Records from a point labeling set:
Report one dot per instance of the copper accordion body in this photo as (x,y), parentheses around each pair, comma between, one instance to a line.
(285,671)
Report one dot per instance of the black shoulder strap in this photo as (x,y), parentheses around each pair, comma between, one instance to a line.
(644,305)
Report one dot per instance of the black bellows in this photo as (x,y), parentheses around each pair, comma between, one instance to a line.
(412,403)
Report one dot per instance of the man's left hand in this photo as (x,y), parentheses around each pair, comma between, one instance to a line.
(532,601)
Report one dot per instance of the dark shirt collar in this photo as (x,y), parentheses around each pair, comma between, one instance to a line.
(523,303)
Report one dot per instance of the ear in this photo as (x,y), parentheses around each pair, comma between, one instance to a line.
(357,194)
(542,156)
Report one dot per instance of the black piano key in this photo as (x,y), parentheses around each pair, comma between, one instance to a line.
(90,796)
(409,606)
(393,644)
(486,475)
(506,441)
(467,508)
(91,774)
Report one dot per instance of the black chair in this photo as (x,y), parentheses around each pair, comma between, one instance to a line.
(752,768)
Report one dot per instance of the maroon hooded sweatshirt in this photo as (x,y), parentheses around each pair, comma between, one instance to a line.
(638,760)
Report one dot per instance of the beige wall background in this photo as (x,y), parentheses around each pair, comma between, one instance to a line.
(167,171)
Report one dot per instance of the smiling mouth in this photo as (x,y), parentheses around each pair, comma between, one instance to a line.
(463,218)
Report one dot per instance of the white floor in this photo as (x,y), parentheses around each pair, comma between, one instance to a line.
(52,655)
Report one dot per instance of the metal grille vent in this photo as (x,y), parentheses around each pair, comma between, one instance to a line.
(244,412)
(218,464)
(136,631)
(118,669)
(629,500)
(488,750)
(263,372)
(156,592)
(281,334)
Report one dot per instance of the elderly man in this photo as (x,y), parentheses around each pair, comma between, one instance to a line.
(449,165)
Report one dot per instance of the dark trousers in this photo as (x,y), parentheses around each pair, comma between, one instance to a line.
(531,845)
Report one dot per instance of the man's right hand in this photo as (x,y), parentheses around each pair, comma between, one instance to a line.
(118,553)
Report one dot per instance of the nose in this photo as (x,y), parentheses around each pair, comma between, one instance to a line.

#### [THE EXERCISE]
Please repeat, word for word, the part of the listing that starts with the line containing "Report one dot per instance of the white" and runs through the end of the listing, including both of those ends.

#### [WRITTEN SOLUTION]
Report one dot per instance of the white floor in this photo as (x,y), parentheses around each pair, comma between, one instance to a line.
(52,655)
Report one dot per instance of the metal grille vent in this photo as (x,y), parentheses around each pair, comma between, one instance to a line.
(244,412)
(218,464)
(136,631)
(118,669)
(629,500)
(488,750)
(263,372)
(156,592)
(281,334)
Report one dot per instance of the elderly man in this photo as (x,y), parentheses around each pair, comma between, one instance to a line.
(449,165)
Report one dot per instance of the dark trousers in this photo as (x,y), parentheses around each pair, comma between, one instance to a line.
(531,845)
Report one dot per instance of the man's right hand in this photo as (x,y), parentheses around each pair, comma between, one instance to a line.
(118,553)
Report one dot per instance of the nose in this photo as (x,y), parentheses around each pair, comma between, one instance to a line.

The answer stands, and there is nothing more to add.